▶ [STUDY MATERIAL]:
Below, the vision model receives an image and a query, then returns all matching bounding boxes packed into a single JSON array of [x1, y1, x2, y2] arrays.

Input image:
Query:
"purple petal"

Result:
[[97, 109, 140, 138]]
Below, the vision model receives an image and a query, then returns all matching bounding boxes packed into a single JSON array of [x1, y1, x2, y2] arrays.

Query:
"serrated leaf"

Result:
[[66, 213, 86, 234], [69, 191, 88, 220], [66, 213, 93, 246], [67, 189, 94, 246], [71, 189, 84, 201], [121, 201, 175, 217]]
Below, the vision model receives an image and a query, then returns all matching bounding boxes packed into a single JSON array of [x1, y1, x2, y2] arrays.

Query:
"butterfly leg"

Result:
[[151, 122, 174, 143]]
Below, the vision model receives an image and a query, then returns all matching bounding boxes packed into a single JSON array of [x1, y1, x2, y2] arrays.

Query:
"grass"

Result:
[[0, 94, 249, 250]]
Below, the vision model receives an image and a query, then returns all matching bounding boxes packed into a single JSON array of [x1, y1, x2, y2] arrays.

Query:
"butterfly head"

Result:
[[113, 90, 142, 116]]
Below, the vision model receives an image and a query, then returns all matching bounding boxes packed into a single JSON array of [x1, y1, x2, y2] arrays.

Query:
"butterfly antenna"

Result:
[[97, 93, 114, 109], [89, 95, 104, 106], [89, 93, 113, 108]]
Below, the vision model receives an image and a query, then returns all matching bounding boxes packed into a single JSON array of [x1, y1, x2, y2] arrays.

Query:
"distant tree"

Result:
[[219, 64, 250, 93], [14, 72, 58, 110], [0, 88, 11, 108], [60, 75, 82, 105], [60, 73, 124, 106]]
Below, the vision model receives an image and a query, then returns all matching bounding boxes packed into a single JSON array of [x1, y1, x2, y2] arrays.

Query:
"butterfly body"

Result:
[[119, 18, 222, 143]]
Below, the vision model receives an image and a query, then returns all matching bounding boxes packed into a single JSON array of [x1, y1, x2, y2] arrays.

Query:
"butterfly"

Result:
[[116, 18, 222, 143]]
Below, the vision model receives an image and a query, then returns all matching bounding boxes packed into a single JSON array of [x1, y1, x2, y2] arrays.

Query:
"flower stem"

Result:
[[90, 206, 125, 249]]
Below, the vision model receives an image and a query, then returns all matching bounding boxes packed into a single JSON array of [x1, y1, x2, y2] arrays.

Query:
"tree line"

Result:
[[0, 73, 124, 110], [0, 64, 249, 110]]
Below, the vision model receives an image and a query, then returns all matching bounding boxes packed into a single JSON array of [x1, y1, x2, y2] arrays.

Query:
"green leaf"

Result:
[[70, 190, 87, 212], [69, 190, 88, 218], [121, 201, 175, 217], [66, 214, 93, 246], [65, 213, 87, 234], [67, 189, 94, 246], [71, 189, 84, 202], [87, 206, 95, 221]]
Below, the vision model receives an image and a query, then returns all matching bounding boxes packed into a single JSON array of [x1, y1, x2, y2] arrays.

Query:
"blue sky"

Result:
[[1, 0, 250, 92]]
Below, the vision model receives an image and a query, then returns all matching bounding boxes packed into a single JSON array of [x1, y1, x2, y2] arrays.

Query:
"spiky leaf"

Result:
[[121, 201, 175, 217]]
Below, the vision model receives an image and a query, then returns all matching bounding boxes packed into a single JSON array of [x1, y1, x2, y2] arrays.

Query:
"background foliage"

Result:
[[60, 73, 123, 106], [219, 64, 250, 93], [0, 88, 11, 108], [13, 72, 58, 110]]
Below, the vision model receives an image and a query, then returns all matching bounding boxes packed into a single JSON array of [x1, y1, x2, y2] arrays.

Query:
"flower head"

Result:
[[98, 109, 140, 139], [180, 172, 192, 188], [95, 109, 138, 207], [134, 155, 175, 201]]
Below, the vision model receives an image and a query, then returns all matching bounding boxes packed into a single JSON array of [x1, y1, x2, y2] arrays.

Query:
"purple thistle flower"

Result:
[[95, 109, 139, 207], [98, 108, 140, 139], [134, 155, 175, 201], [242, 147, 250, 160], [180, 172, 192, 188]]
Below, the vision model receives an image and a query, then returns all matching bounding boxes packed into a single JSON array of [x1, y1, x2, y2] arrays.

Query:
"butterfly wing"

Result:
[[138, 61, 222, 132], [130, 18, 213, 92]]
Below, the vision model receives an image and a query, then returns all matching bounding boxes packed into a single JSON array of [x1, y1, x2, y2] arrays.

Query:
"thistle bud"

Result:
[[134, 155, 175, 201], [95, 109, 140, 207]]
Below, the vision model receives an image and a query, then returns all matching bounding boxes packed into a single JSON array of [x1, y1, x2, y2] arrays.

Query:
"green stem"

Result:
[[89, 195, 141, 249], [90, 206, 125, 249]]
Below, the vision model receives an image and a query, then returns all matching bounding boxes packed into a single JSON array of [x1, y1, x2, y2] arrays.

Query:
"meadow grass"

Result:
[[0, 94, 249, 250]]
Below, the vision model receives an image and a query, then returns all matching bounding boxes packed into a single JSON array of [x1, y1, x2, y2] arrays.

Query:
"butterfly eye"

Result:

▶ [TASK]: Copy out every entry again, exactly as it was given.

▶ [SOLUTION FOR THIS EXERCISE]:
Below, the vision model receives an image and a query, then returns all matching bounding boxes packed into a single JSON array of [x1, y1, x2, y2] arrays.

Input image:
Query:
"purple petal"

Result:
[[97, 109, 140, 138]]
Below, the vision model receives an image and a query, then returns all matching bounding boxes packed into a single JSON array of [x1, y1, x2, y2] arrays.

Query:
"serrated leaf"

Result:
[[66, 213, 86, 234], [69, 191, 88, 220], [66, 213, 93, 246], [67, 189, 94, 246], [71, 189, 84, 201], [121, 201, 175, 217]]
Below, the vision model receives an image and a query, then returns all matching bounding boxes packed into a single JSON array of [x1, y1, x2, y2] arrays.

Query:
"butterfly leg"

Result:
[[151, 122, 174, 143]]
Below, the vision model receives an image and a query, then returns all matching bounding boxes packed into a single JSON array of [x1, y1, x2, y2] arrays.

Query:
"grass"

Result:
[[0, 94, 249, 250]]
Below, the vision model receives an image and a query, then returns all matching bounding boxes packed into a single JSON array of [x1, y1, x2, y2] arrays.

Query:
"butterfly head"

Result:
[[113, 90, 142, 116]]
Below, the vision model receives an image and a query, then returns all matching bounding boxes packed into a single JSON array of [x1, y1, x2, y2] arrays.

Query:
"butterfly antenna"

Result:
[[97, 93, 114, 109], [89, 95, 104, 106], [89, 93, 113, 108]]
Below, the vision model receives an image and a query, then returns all matching bounding boxes packed into a single JSON array of [x1, y1, x2, y2] arrays.

Query:
"distant tree"

Result:
[[219, 64, 250, 93], [14, 72, 58, 110], [0, 88, 11, 108], [60, 75, 82, 105], [60, 73, 124, 106]]
Below, the vision model receives an image and a query, then returns all matching bounding boxes packed into a single JSON array of [x1, y1, x2, y2] arrays.

Query:
"butterfly body"

Result:
[[119, 18, 222, 143]]
Below, the vision model receives an image and a query, then returns all matching bounding boxes packed into a single JSON array of [x1, y1, x2, y2] arrays.

Query:
"butterfly"

Result:
[[116, 18, 222, 143]]
Below, the vision model receives an image and a query, then returns all matching bounding boxes packed into a single JSON array of [x1, y1, x2, y2] arrays.

Query:
"flower stem"

Result:
[[90, 206, 125, 249]]
Below, the vision model receives an image and a query, then returns all matching bounding boxes packed into a single JSON array of [x1, y1, x2, y2] arrays.

Query:
"tree line"

Result:
[[0, 73, 124, 110], [0, 64, 249, 110]]
Below, the vision model receives an image and a query, then returns all matching bounding boxes packed into a single JSON array of [x1, y1, x2, y2] arrays.

Query:
"green leaf"

Result:
[[70, 190, 87, 212], [69, 190, 88, 218], [121, 201, 175, 217], [66, 214, 93, 246], [65, 213, 87, 234], [67, 189, 94, 246], [71, 189, 84, 202], [87, 206, 95, 221]]
Below, the vision model receives an image and a query, then returns all matching bounding boxes packed into a single JSON array of [x1, y1, x2, y2] arrays.

Query:
"blue sky"

Result:
[[1, 0, 250, 92]]
Below, the vision model receives an image and a query, then returns all matching bounding boxes packed into a single JSON array of [x1, y1, x2, y2] arrays.

Query:
"spiky leaf"

Result:
[[121, 201, 175, 217]]
Below, the vision model receives an image and a query, then returns all matching bounding boxes packed into a single JSON array of [x1, y1, x2, y2] arrays.

Query:
"background foliage"

Result:
[[60, 73, 123, 106], [219, 64, 250, 93], [0, 88, 11, 108], [13, 72, 58, 110]]
Below, the vision model receives an image and a query, then returns all matching bounding boxes packed into a single JSON array of [x1, y1, x2, y2] arrays.

Query:
"flower head"

Result:
[[98, 109, 140, 139], [180, 172, 192, 188], [95, 109, 138, 207], [134, 155, 175, 201]]
Below, the vision model receives an image and a query, then returns all matching bounding boxes packed into a single JSON array of [x1, y1, x2, y2] arrays.

Query:
"purple thistle flower"

Result:
[[95, 109, 139, 207], [98, 108, 140, 139], [134, 155, 175, 201], [242, 147, 250, 160], [180, 172, 192, 188]]
Below, the vision model receives an image and a query, then returns all matching bounding boxes packed into a single JSON array of [x1, y1, x2, y2] arrays.

Query:
"butterfly wing"

Result:
[[138, 61, 222, 132], [130, 18, 213, 92]]
Below, the vision model receives an image and a query, then returns all matching bounding boxes packed into a single JSON array of [x1, y1, x2, y2] arrays.

Query:
"thistle bud"

Result:
[[134, 155, 175, 201], [95, 109, 140, 207]]
Below, the vision model receives an image and a query, then returns all matching bounding boxes packed into a single JSON array of [x1, y1, x2, y2] arrays.

Query:
"green stem"

Result:
[[89, 195, 141, 249], [90, 206, 125, 249]]
Below, the vision model receives an image and a query, then returns all matching bounding boxes packed into a single JSON array of [x1, y1, x2, y2] arrays.

Query:
"meadow grass"

Result:
[[0, 94, 249, 250]]
Below, the vision model receives an image and a query, then returns all matching bounding boxes packed into a single JSON array of [x1, y1, x2, y2] arrays.

Query:
"butterfly eye"

Result:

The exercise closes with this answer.